• _What to work on_: Render the rows below as a two-column CSV with the headers "input" and "output", one line per row. Put the line starting with $ in the first column and everything listed under it in the second, with each field in double quotes and its line breaks replaced by spaces.

• _Given data_:

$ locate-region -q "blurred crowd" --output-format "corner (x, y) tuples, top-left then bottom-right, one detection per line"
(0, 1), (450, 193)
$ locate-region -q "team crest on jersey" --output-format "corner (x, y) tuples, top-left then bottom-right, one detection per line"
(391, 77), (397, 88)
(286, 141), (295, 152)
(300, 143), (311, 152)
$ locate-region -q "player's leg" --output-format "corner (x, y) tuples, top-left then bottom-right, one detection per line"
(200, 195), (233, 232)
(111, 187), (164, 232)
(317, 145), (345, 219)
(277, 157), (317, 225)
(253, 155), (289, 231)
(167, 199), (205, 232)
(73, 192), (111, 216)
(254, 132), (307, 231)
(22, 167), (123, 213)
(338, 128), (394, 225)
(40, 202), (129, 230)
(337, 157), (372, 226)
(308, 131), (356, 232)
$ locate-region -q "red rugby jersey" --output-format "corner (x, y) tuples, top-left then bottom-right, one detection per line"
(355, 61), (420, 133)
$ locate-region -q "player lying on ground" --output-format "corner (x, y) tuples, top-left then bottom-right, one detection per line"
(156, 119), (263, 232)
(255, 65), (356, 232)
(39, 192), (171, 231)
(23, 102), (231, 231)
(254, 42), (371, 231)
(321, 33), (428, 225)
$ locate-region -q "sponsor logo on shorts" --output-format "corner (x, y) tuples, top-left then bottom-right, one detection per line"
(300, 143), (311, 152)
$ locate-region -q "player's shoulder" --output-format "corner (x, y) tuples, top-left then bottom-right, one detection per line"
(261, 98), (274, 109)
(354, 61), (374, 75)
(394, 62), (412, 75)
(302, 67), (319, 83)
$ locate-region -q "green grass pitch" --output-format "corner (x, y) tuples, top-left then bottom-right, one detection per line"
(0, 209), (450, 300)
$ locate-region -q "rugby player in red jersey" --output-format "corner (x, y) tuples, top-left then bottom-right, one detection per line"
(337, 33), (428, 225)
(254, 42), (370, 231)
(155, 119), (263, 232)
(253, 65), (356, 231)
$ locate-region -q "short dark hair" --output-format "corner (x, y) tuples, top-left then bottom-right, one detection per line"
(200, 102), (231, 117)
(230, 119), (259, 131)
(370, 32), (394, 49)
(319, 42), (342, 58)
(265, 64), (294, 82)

• _Solution to the exercise_:
input,output
"$ locate-region -q ""blurred crowd"" --output-format ""corner (x, y) tuples, top-left then bottom-right, one detection per line""","(0, 1), (450, 193)"
"$ locate-region -q ""team crest on jersey"" --output-format ""corner (x, y) tuples, top-left then bottom-right, one detection per line""","(391, 77), (397, 88) (286, 141), (295, 152) (300, 143), (311, 152)"
"$ locate-region -q ""player's leg"" --output-format ""corner (x, y) tuples, top-left then bottom-right, one detection per line""","(200, 195), (233, 232) (111, 187), (164, 232) (317, 145), (345, 219) (277, 157), (317, 225) (253, 155), (289, 231) (167, 199), (205, 232) (73, 192), (111, 216) (254, 132), (307, 231) (22, 167), (123, 213) (338, 128), (394, 225) (40, 202), (129, 230) (337, 157), (372, 226) (308, 131), (356, 232)"
"$ locate-region -q ""red rugby jersey"" --output-format ""corner (x, y) tuples, top-left then bottom-right, one detection per line""","(355, 61), (420, 133)"
"$ locate-region -q ""player lying on ground"" --output-format ""corner (x, y) tuples, top-left then bottom-right, one detection per line""","(156, 119), (263, 232) (255, 65), (356, 232) (39, 192), (171, 231) (23, 102), (231, 231) (254, 42), (371, 231) (321, 33), (428, 225)"
"$ locate-region -q ""sponsor logo on shorts"" --output-format ""corner (x, y) tuples, top-left then bottom-right, one detection per line""","(300, 143), (311, 152)"
"$ locate-region -q ""player's shoulder"" --output-format ""corner (x, y) tuples, top-left then bottom-right, one detection per line""","(261, 98), (274, 109) (354, 61), (374, 75) (394, 62), (412, 75) (302, 67), (319, 83)"
"$ locate-region -q ""green grass pitch"" --output-format ""corner (x, y) tuples, top-left then bottom-right, one detection per line""","(0, 209), (450, 300)"
"$ locate-region -q ""rugby player in red jersey"" --output-format ""corner (x, y) tuples, top-left then bottom-right, one detection per line""","(337, 33), (428, 225) (254, 42), (370, 231) (155, 119), (263, 232) (253, 65), (356, 231)"
"$ locate-region -q ""short dark hair"" --output-format ""corner (x, y) tuples, top-left then bottom-right, one detection per line""","(200, 102), (231, 117) (230, 119), (259, 131) (370, 32), (394, 49) (319, 42), (342, 58) (265, 64), (294, 82)"